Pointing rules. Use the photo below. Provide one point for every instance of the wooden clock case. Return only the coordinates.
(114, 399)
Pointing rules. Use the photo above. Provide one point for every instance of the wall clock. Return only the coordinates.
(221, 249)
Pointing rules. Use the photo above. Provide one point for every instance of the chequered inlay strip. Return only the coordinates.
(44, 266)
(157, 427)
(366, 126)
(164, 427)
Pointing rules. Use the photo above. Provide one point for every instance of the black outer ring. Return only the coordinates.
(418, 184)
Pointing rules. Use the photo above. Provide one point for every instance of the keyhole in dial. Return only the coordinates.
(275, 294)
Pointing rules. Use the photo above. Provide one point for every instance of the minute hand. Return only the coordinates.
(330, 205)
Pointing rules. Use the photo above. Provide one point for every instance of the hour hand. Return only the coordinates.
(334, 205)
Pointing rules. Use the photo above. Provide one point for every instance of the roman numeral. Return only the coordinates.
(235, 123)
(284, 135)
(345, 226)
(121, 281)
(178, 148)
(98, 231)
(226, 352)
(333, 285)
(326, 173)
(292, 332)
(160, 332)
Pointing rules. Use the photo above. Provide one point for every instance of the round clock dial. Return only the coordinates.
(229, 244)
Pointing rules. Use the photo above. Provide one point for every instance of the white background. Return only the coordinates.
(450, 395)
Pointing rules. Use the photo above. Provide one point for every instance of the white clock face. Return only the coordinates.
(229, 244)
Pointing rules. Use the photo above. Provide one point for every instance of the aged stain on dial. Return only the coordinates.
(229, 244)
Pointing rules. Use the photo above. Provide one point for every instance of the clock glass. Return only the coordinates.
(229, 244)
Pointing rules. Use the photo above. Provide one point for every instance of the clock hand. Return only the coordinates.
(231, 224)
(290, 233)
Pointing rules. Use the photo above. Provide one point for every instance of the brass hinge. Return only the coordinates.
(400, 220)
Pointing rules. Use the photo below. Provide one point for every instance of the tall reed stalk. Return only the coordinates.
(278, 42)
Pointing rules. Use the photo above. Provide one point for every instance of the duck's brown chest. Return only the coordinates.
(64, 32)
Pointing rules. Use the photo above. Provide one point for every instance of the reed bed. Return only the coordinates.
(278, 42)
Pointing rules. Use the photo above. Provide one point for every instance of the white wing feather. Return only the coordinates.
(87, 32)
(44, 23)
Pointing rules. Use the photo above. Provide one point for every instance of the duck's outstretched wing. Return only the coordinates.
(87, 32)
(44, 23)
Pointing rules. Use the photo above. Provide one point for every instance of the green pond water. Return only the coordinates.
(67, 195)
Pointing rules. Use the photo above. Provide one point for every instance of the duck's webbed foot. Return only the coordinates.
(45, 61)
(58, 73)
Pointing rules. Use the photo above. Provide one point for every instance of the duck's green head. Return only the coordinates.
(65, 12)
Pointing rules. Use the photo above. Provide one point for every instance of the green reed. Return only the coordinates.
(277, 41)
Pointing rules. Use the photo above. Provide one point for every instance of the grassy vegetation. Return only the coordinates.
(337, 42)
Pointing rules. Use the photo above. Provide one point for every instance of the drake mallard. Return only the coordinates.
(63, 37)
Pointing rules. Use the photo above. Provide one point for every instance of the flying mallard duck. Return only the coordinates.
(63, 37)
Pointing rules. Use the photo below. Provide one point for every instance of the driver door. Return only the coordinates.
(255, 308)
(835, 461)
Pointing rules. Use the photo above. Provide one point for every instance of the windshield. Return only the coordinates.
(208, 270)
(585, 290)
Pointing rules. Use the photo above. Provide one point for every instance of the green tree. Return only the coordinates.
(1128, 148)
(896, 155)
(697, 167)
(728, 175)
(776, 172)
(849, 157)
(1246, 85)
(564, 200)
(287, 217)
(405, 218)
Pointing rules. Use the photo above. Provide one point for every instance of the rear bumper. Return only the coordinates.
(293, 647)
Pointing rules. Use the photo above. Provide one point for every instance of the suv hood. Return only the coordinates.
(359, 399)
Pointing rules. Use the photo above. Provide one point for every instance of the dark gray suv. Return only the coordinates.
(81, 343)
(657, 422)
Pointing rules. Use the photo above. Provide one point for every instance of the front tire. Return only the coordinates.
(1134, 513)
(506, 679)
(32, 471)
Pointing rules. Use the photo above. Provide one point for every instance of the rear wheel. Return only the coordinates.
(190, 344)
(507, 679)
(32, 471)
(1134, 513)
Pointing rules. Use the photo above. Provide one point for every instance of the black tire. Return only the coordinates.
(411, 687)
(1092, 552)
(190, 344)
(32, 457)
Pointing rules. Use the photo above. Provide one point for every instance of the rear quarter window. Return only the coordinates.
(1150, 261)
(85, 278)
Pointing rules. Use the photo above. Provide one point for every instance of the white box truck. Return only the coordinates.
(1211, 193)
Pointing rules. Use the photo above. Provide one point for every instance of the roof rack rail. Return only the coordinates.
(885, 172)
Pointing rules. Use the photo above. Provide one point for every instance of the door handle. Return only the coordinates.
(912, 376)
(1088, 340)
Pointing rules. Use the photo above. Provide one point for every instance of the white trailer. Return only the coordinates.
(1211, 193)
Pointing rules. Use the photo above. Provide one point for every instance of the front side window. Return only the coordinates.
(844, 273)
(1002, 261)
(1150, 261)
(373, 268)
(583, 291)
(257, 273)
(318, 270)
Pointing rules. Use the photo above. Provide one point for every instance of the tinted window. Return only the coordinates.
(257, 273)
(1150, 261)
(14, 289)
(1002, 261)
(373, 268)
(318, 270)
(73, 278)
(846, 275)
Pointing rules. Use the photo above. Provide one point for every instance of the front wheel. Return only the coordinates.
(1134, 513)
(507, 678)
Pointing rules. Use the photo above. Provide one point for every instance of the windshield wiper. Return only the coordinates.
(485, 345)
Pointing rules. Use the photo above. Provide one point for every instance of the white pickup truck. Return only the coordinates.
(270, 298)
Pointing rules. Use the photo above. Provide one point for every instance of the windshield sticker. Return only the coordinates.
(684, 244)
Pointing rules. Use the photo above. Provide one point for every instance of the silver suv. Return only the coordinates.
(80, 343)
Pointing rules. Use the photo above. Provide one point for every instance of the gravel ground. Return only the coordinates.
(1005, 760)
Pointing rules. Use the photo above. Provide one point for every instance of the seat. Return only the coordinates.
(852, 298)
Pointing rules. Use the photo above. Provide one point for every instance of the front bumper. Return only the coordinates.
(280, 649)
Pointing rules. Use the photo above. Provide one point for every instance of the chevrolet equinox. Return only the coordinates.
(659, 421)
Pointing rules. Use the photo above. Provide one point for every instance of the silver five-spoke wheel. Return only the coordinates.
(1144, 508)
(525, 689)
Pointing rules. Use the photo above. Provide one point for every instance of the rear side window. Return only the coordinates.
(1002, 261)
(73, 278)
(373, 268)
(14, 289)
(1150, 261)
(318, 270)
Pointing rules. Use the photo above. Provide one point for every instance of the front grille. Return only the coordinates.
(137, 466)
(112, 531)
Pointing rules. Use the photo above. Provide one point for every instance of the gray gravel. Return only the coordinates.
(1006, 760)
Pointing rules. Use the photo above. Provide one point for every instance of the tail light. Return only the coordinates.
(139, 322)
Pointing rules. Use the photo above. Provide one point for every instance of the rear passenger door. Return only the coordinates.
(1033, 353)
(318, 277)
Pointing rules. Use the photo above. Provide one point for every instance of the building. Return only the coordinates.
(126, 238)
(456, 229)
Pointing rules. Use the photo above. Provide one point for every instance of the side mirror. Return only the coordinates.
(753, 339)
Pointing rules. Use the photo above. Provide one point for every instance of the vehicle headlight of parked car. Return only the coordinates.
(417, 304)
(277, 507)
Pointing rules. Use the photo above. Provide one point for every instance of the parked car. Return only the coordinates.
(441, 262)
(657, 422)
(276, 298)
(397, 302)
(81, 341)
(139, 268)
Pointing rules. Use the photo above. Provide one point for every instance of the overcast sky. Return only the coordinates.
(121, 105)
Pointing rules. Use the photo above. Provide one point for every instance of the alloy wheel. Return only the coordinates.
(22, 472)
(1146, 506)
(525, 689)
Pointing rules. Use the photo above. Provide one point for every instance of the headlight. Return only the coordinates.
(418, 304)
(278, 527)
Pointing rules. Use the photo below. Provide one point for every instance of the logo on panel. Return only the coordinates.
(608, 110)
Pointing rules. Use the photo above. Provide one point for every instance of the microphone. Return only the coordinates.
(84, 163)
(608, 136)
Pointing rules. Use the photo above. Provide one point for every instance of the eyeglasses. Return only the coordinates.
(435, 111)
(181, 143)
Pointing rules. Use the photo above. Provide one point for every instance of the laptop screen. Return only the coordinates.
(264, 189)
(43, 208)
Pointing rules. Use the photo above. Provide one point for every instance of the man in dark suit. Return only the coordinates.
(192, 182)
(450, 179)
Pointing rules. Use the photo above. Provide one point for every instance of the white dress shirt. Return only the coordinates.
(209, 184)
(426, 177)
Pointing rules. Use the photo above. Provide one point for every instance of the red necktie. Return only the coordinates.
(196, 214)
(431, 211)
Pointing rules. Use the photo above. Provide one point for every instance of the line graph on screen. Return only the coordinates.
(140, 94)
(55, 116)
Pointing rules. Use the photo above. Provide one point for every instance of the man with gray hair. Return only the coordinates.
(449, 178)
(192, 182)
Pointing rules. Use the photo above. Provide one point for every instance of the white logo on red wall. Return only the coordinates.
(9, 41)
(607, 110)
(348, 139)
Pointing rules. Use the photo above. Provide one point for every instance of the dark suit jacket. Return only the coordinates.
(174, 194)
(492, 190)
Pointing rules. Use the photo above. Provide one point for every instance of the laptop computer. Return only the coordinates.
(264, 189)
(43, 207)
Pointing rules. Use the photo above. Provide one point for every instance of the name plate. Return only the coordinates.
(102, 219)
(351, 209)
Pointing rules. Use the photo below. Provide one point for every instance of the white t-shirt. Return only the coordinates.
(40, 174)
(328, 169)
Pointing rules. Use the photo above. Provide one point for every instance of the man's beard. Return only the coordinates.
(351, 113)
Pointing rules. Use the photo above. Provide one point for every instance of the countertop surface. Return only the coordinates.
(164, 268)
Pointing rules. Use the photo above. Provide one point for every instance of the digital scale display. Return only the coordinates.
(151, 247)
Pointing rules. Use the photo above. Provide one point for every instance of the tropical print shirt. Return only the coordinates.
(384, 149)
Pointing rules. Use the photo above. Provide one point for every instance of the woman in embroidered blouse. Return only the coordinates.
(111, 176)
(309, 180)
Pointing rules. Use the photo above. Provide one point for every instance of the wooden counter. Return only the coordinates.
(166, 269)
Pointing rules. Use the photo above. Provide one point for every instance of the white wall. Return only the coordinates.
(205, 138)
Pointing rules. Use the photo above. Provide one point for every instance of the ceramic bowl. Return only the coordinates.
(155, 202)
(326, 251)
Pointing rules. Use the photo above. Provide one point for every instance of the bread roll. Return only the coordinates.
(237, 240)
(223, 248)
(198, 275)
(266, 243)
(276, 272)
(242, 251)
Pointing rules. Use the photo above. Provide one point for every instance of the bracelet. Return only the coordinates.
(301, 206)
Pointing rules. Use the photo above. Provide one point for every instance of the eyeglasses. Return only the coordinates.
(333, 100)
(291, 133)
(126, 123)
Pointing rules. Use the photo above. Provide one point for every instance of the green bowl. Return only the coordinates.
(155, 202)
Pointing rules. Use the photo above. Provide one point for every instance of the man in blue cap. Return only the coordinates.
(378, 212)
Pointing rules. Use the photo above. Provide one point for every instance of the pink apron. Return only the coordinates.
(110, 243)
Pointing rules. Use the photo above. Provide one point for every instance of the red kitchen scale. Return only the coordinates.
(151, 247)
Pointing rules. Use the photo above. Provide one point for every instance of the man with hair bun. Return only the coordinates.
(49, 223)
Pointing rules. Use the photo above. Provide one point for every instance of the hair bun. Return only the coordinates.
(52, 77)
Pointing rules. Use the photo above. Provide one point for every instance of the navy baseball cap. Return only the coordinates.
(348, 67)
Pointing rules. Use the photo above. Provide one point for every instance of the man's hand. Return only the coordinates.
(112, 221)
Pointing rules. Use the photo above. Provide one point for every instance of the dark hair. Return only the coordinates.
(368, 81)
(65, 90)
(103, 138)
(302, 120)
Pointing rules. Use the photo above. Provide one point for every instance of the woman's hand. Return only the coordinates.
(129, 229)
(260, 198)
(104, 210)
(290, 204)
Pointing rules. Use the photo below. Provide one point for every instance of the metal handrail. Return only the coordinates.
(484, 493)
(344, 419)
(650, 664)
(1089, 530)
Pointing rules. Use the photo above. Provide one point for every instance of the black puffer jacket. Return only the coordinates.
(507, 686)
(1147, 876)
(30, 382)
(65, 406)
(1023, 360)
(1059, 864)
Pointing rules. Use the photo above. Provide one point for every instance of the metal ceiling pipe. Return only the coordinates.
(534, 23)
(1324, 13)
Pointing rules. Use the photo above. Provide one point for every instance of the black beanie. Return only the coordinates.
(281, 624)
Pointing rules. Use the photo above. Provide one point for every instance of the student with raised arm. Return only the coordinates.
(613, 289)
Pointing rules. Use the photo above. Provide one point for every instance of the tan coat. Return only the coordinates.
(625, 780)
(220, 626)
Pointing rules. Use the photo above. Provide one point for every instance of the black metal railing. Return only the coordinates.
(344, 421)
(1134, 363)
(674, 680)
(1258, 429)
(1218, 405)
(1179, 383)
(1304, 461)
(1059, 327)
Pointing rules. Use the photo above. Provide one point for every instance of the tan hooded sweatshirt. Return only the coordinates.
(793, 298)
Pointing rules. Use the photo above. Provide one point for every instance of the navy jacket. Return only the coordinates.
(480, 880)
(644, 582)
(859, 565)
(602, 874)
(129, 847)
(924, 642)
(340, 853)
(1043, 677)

· · · · · · ·

Take the lines from the one containing "woman's hand. Return only the coordinates." through the end of the records and rewrite them with "tan coat" replaced by "camel coat". Leave everything else unchanged.

[ANSWER TO THE EXERCISE]
Pointing rules. Use the photo above. Provide one point for every instance of the woman's hand. Return only the coordinates.
(129, 229)
(260, 198)
(104, 210)
(290, 204)
Pointing rules. Use the photo below. Provide one point for every instance of the metal handrail. Return only the coordinates.
(484, 493)
(344, 419)
(650, 664)
(1089, 530)
Pointing rules. Use the photo above. Provide one point for every instance of the black puffer jacket. Return only the coordinates.
(507, 686)
(1147, 876)
(30, 382)
(65, 406)
(1023, 360)
(1059, 864)
Pointing rules. Use the photo above. Provide one point for every instance of the metal ceiling pipe. Return only the coordinates.
(534, 23)
(1324, 13)
Pointing rules. Use the photo above. Provide one point for every instance of the black beanie. Return only the coordinates.
(281, 624)
Pointing rules. Use the photo above. Provide one point for every instance of the student with raised arm. Return only the coordinates.
(613, 289)
Pointing rules. Use the photo above. Provide one point for every instance of the camel coat. Return only the coordinates.
(625, 780)
(220, 626)
Pointing rules. Use the photo above. Provide one point for every instance of the black metal railing. Return only the coordinates.
(344, 421)
(1134, 363)
(674, 680)
(1258, 429)
(1218, 405)
(1179, 383)
(1304, 461)
(1059, 327)
Pointing rules. Use the photo above. Provide one point for every instance of the tan hooded sweatshirt. Return only the coordinates.
(793, 298)
Pointing rules. Use the photo above. Provide one point for every instance of the navy jacket. Return only the coordinates.
(480, 880)
(644, 582)
(859, 565)
(602, 874)
(129, 847)
(924, 642)
(340, 853)
(1043, 677)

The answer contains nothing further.